We refuse to make a change because we see no reason to. The problem is that often in life the most dangerous of problems go unseen and there are many reasons to make a change. There are many reasons to kill “The Hook-up Culture”, because if we don’t, it may kill us first.

 

1. It is destroying intimacy.

Yes, I know that at this current moment you may not be concerned with preserving the value of intimacy, but one day you may. One day you may hope to be married or in a very serious relationship in which sex is a display of honest love and true passion. If we keep making sex more casual and common, we are taking away its ability to be a surreal connection between the people who we will actually be partners with in this world. We are making it cheap and worthless.

 

2. It’s making us cowards.

No one wants to be the one to look for something more if they are just being “casual” with someone else because then they risk rejection. The thing is, rejection is normal in the dating world. We’re just scared of real feelings. We have created this realm of dating where we can see someone in a romantic or physical way and yet not have to take any emotional risk with that person. We make excuses. We play with naming statuses and technicalities to find our way out of commitment and it’s turning our generation into a bunch of dating phonies and downright cowards.

 

3. It’s harmful to core self-confidence. 

On the surface, a lot of young people may not feel bothered by the culture, but it creates an emptiness that is eventually unavoidable. It’s natural and human to want to be cared for on a deeper level. Sex can give us many things, but it can’t give us everything. And when we start questioning why some people want us for sex but not for what’s in our hearts, we start thinking what is inside of us really isn’t that special anyway. We start naturally lowering our expectation of love and respect from others. We starting losing the self-confidence that this incredibly talented generation deserves to have.

 

4. It is making it more difficult for us to fall in love and have healthy relationships.

[Records for position identification]
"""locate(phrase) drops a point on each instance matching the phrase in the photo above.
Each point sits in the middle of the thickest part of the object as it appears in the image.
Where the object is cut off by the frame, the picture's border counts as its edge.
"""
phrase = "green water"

## [Job A]
According to the piece on hook-up culture, what are people really scared of?
## [Job B]
Reproduce a passage from the piece on hook-up culture, beginning at the words "On the surface, a" and stopping after "have healthy relationships.".

## [Task result A]
Real feelings.

## [Task result B]
On the surface, a lot of young people may not feel bothered by the culture, but it creates an emptiness that is eventually unavoidable. It’s natural and human to want to be cared for on a deeper level. Sex can give us many things, but it can’t give us everything. And when we start questioning why some people want us for sex but not for what’s in our hearts, we start thinking what is inside of us really isn’t that special anyway. We start naturally lowering our expectation of love and respect from others. We starting losing the self-confidence that this incredibly talented generation deserves to have.

 

4. It is making it more difficult for us to fall in love and have healthy relationships.